Data to use:
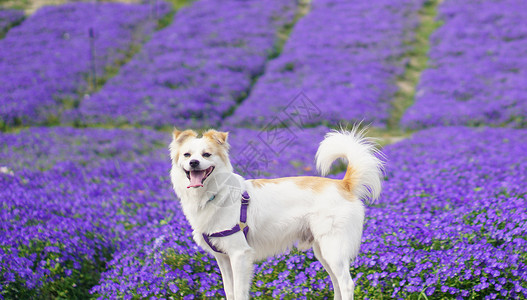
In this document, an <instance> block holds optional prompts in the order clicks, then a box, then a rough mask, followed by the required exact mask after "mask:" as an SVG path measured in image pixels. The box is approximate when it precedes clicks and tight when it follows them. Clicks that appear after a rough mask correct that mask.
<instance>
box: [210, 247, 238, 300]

==

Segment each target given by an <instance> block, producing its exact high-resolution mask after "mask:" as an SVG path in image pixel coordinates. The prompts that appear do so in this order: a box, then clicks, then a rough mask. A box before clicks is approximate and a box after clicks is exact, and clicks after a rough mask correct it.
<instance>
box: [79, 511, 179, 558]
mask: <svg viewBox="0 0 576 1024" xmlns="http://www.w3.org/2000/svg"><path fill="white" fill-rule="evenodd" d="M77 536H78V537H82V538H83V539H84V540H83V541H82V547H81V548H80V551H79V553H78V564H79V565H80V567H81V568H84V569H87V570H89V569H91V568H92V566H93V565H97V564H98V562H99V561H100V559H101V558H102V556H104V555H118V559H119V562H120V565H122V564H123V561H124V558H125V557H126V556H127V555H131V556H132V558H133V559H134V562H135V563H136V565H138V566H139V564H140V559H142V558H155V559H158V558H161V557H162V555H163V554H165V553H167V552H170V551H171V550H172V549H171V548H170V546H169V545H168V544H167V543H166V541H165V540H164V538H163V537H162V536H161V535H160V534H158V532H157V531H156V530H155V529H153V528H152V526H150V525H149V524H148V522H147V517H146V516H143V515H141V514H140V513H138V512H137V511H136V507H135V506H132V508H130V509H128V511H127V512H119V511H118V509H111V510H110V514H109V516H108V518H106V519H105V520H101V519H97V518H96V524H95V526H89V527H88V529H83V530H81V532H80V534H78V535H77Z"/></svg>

---

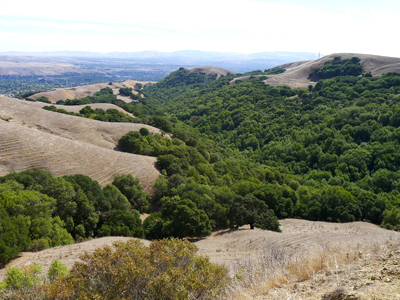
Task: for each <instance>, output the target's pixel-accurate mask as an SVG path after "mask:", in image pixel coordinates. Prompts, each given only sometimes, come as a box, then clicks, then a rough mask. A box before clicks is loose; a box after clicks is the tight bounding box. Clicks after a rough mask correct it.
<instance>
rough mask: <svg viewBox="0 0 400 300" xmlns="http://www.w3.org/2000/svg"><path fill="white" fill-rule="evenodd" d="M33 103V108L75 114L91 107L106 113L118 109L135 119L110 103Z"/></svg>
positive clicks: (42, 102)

What the task asks: Pick out every line in the items above that contains the string "loose", matching case exactly, and copy each of those lines in full.

Written answer:
Task: for each <instance>, output the target's pixel-accurate mask as an SVG path after "mask:", in image pixel coordinates. Prompts, each given only sometimes, come as a box, then clicks, then a rough mask. A box before clicks is loose; a box after clicks is the tight bounding box. Clicks after a rough mask correct it.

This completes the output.